> **Exercise task**
Collect every line in the data below that contains the string "tree", and copy each one in full. Case counts.

> **Material for this task**
· · ·

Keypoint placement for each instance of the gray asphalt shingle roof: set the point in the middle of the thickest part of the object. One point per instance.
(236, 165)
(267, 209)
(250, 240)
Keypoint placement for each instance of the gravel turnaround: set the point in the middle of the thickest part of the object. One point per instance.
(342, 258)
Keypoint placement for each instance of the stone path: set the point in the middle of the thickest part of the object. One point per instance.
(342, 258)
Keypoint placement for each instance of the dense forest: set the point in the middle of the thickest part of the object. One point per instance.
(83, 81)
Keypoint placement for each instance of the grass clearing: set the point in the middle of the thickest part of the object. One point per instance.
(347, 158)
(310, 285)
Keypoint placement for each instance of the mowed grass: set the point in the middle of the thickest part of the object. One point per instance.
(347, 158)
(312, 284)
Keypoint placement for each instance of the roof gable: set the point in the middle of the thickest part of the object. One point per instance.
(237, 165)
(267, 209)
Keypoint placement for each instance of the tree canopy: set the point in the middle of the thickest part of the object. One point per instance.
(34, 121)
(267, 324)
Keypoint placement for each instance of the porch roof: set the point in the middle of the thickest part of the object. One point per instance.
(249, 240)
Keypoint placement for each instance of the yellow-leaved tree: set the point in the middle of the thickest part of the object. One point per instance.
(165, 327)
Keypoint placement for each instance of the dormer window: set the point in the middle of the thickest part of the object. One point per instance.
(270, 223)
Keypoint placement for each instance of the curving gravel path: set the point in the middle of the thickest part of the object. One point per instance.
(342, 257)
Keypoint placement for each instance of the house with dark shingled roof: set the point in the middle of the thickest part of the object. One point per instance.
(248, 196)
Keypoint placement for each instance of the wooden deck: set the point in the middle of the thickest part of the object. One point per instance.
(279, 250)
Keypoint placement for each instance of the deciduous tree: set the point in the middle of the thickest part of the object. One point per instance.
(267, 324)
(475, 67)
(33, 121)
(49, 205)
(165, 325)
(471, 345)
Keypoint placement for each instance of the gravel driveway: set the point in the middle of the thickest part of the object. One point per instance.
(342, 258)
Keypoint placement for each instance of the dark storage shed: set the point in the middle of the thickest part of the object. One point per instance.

· · ·

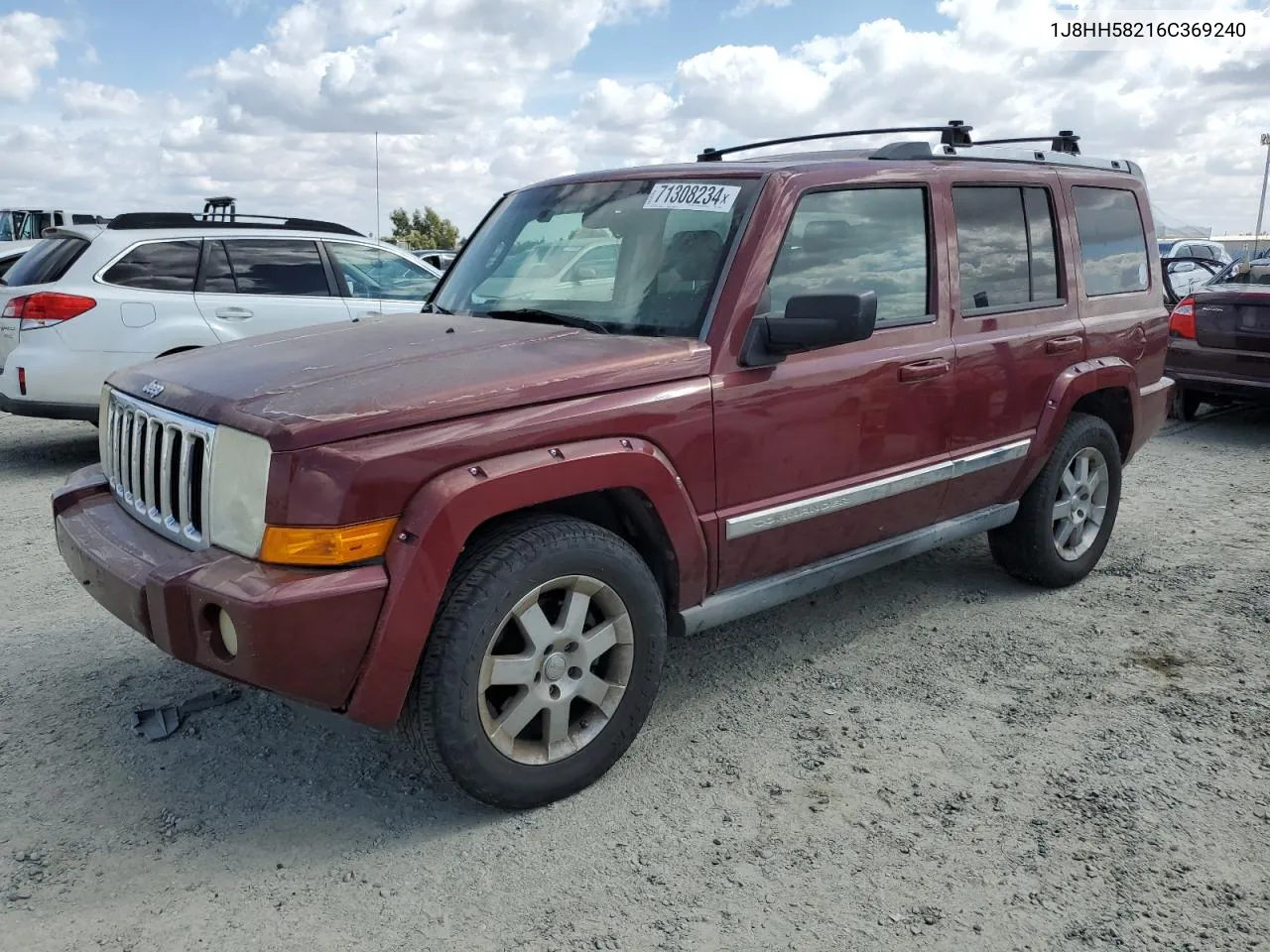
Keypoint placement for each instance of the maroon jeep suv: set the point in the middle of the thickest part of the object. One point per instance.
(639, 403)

· · ·

> **Finished task**
Keypoint placement for each instance of the tree canopy: set the point in the middle of the thickest part of the object. One point per instance.
Keypoint placement for each instance of the yellow-leaved tree: set the point in the middle of the thickest part of the object. One point per instance.
Keypoint placement for each instance of the deciduous tree: set the point in the middle of the thickest part of the object. One point per instance.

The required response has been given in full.